The listing below must be repeated word for word, with its images excluded.

** Begin Provided data **

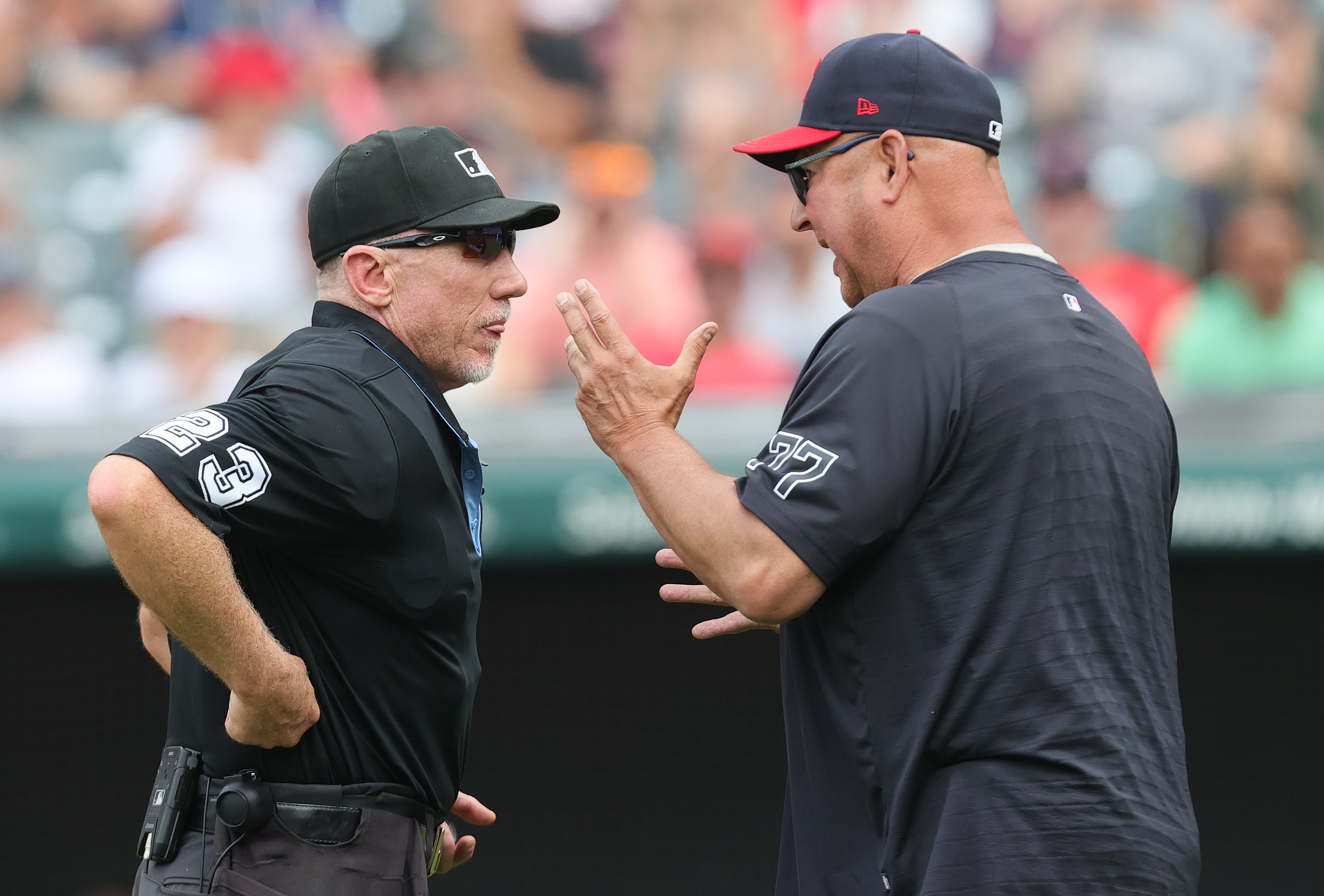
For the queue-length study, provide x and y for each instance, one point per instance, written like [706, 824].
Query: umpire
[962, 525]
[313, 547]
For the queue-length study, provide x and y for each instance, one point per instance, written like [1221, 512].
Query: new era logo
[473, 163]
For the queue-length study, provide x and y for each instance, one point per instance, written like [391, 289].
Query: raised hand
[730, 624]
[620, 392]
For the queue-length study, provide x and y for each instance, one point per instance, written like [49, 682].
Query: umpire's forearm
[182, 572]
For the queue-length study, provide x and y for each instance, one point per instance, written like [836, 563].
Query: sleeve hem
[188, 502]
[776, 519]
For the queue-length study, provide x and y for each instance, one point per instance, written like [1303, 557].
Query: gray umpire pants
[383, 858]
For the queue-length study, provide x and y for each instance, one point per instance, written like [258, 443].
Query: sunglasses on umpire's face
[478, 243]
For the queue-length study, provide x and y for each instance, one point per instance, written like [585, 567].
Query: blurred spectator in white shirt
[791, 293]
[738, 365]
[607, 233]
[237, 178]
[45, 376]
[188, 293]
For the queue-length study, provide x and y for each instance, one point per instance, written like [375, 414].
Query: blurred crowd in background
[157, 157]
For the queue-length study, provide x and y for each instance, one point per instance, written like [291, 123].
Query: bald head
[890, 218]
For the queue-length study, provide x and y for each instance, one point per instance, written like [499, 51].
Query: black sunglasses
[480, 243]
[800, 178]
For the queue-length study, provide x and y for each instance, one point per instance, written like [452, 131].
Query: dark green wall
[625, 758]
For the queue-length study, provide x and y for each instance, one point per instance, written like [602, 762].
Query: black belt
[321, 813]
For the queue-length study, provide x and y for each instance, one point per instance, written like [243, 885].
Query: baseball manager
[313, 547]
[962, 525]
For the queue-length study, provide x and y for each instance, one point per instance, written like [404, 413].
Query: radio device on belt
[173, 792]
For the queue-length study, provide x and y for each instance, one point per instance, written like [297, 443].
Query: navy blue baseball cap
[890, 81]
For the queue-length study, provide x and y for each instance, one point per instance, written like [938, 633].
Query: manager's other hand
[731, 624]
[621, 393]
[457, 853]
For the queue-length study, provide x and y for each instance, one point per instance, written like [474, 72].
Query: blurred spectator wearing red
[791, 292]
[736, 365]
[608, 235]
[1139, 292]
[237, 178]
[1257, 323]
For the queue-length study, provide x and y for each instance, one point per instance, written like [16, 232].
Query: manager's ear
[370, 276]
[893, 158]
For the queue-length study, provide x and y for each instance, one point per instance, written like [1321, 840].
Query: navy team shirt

** End Provided data **

Complete output:
For the queue-length study, provide x and y for each instance, one point per instance, written like [706, 824].
Query: umpire
[962, 525]
[313, 547]
For the queue-length study, provide x and y for each instance, one point per instance, written like [1221, 512].
Query: new era logo
[473, 163]
For the queue-length study, provide x and y for each instance, one point per instance, written like [391, 289].
Query: raised hand
[730, 624]
[620, 392]
For the queue-length study, provide x and y for each instance, one point per instance, written like [49, 682].
Query: umpire's forearm
[182, 572]
For the queue-length study, provide x and y for each instance, one point per instance, written like [836, 563].
Query: sleeve hem
[188, 502]
[776, 519]
For the queue-length study, provide x and y for each instance, one point per instance, written like [1303, 557].
Query: gray umpire pants
[383, 858]
For the queue-length study, provide x and y for each instance, one point per instance, written like [258, 443].
Query: sunglasses on umpire's face
[478, 243]
For the queue-length study, provide x and y for each instance, one point per instance, written like [585, 567].
Query: blurred spectator in white shirt
[791, 293]
[738, 365]
[607, 233]
[237, 178]
[45, 376]
[188, 293]
For the queue-length study, provide x and y for each instance, one point per instance, written like [375, 414].
Query: blurred crowd in background
[157, 157]
For the queue-length study, provide x and y for each instance, one point per instance, written like [291, 123].
Query: bald head
[890, 218]
For the queue-length study, provide x and y for each instance, one point per instance, written like [499, 51].
Query: black sunglasses
[480, 243]
[800, 178]
For the queue-length study, provide x and y for each instance, one point per instance, written like [452, 131].
Query: dark green wall
[625, 758]
For the queue-length study, provide x and y for each instance, one point per instance, written like [602, 762].
Query: black belt
[321, 813]
For the queue-length study, provide x and y for each instance, one point per instance, written like [243, 885].
Query: baseball manager
[313, 547]
[962, 525]
For the queue-length study, provide x and y for each instance, one point per instance, written like [404, 413].
Query: radio device on belt
[173, 792]
For the queue-length study, provide x and y for each instance, one point per instance, written like [297, 443].
Query: navy blue baseball cap
[890, 81]
For the queue-length study, provide x and y for each instance, one point per instance, written like [938, 633].
Query: manager's other hand
[731, 624]
[621, 393]
[457, 853]
For the queue-length study, provide x and y for each instance, one point per instance, written like [474, 72].
Query: blurred spectator wearing red
[791, 292]
[736, 365]
[608, 235]
[1139, 292]
[237, 178]
[1257, 323]
For the queue-length study, provide x and y for each instance, one point per instance, written like [16, 232].
Query: manager's ear
[370, 276]
[893, 158]
For the queue-length study, provide x and y for each instance, one point per instance, written like [1321, 840].
Query: navy team shirt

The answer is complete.